■ **Exercise task**
Copy the records below without any changes, from the line containing "Put a point on every instance of the green grass" through the line containing "x=195, y=38", including both of those lines.

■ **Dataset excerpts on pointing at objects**
^^^^

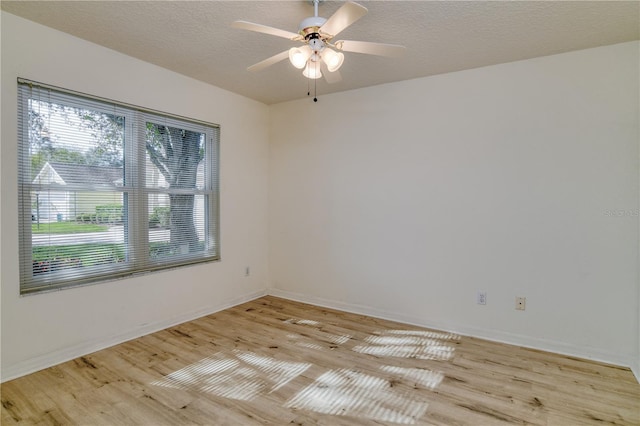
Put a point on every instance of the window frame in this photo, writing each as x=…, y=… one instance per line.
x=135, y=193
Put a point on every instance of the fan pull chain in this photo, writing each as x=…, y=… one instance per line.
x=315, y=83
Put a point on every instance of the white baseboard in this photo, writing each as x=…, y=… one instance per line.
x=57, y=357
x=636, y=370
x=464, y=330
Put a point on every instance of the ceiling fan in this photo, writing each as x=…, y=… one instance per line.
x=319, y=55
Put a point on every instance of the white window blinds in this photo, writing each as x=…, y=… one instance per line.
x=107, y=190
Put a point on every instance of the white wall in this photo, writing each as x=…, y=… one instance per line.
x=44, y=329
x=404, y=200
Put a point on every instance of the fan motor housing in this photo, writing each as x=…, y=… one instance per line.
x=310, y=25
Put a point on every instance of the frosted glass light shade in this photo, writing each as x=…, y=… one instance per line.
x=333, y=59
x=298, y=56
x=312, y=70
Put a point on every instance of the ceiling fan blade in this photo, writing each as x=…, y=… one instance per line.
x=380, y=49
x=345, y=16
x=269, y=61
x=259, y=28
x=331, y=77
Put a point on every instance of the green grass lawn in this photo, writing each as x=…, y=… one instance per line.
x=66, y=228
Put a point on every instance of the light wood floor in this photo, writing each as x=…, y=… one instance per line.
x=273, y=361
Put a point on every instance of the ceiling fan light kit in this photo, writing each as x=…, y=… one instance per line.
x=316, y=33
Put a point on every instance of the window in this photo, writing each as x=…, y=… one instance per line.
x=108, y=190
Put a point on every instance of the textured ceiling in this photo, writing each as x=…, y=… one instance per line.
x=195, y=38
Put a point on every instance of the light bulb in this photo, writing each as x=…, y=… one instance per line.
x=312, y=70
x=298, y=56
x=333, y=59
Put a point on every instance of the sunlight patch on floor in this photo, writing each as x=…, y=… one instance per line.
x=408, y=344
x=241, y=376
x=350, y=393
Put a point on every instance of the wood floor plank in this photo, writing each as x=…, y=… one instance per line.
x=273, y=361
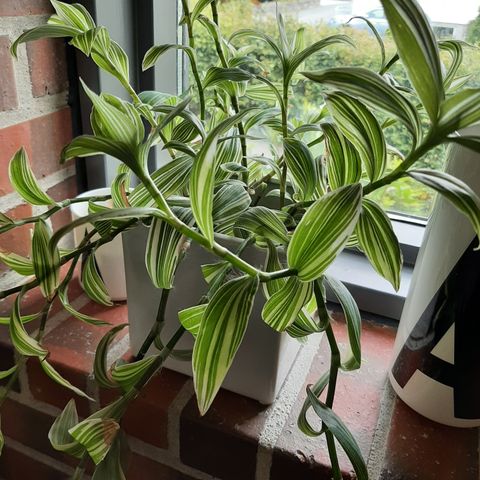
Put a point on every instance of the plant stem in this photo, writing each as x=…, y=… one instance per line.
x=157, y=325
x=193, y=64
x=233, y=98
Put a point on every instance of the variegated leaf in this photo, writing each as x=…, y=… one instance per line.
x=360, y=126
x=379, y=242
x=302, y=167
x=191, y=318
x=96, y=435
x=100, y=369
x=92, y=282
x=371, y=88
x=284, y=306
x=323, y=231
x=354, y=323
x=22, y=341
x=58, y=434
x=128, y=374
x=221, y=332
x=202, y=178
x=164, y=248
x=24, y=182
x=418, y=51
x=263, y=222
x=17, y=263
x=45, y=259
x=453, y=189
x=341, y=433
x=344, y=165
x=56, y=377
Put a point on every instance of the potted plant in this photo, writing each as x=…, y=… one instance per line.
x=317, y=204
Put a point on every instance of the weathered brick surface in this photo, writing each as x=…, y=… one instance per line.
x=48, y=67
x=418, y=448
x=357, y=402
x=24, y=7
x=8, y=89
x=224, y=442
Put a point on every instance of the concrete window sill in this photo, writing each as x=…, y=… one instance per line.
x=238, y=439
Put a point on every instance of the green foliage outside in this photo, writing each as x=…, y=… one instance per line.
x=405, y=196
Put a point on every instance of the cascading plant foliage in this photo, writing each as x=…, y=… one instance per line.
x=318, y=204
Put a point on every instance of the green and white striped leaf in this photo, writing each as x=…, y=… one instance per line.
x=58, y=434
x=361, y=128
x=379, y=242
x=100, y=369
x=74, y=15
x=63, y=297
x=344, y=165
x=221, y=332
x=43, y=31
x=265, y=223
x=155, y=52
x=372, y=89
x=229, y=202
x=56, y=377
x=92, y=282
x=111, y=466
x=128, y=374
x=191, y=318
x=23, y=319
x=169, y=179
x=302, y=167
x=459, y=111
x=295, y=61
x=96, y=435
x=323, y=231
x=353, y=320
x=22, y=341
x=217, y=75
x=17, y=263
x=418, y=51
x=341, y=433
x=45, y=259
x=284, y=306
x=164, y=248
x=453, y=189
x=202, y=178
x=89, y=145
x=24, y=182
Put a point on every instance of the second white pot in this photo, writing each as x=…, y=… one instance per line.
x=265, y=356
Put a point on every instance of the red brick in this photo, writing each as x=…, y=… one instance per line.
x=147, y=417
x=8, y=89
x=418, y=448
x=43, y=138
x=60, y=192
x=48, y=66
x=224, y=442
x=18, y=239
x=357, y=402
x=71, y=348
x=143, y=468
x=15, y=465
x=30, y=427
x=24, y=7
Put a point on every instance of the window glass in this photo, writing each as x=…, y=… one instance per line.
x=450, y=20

^^^^

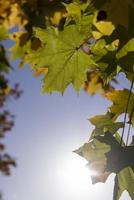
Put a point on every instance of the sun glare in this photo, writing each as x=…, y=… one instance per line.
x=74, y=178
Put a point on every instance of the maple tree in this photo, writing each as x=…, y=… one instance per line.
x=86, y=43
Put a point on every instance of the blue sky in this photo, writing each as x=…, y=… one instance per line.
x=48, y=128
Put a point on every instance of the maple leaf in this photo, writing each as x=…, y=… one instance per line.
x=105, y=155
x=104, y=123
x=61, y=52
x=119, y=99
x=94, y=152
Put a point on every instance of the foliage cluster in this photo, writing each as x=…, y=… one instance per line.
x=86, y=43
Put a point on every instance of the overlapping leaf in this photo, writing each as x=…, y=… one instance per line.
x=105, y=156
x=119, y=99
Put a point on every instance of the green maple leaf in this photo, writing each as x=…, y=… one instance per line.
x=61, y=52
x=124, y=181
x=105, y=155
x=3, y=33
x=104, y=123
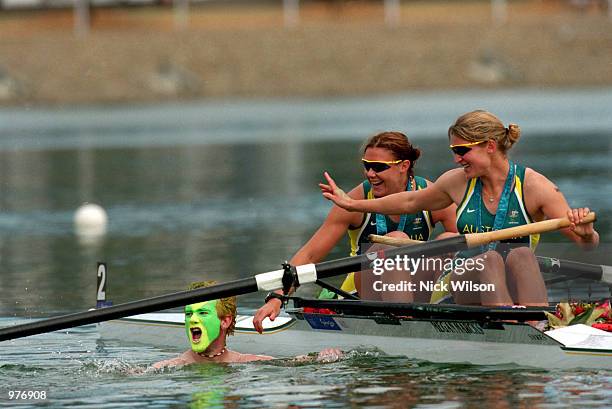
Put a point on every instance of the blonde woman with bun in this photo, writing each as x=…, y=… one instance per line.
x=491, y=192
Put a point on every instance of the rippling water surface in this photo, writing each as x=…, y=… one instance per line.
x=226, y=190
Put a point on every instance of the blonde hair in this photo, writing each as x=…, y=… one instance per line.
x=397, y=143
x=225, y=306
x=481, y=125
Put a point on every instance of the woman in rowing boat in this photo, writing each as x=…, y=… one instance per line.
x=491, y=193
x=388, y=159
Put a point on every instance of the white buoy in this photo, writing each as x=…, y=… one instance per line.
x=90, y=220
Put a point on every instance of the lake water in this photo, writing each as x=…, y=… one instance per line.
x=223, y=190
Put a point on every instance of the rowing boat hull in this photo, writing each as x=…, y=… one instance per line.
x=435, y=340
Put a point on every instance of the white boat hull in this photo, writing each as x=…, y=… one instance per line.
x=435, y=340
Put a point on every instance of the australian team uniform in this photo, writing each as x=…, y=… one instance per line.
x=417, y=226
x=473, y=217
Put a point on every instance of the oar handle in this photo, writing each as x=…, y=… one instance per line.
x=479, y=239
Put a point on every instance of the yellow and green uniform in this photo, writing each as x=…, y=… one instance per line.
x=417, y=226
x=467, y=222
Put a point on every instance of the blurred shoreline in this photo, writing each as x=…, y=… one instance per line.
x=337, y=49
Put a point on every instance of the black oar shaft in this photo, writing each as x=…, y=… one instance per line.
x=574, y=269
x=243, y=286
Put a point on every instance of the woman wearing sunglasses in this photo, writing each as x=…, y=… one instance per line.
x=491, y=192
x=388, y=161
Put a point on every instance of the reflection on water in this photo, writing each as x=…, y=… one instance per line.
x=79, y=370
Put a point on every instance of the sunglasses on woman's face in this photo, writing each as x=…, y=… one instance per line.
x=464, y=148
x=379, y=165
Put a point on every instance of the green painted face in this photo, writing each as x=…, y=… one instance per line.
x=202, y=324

^^^^

■ **The result**
Put a point on every instance of the green grass lawn in this photo, writing each as x=…, y=… one instance per line.
x=66, y=228
Put a point on every instance of the light wood floor in this photo, writing each as x=…, y=… one instance per line.
x=273, y=361
Put a point on every instance of the ceiling fan light kit in this photo, writing each as x=…, y=… one instance per line.
x=316, y=33
Put a point on every instance of the window in this photo, writing each as x=…, y=… one instance per line.
x=108, y=190
Put a point on every instance of the textured ceiling in this photo, writing each as x=…, y=… one instance per line.
x=195, y=38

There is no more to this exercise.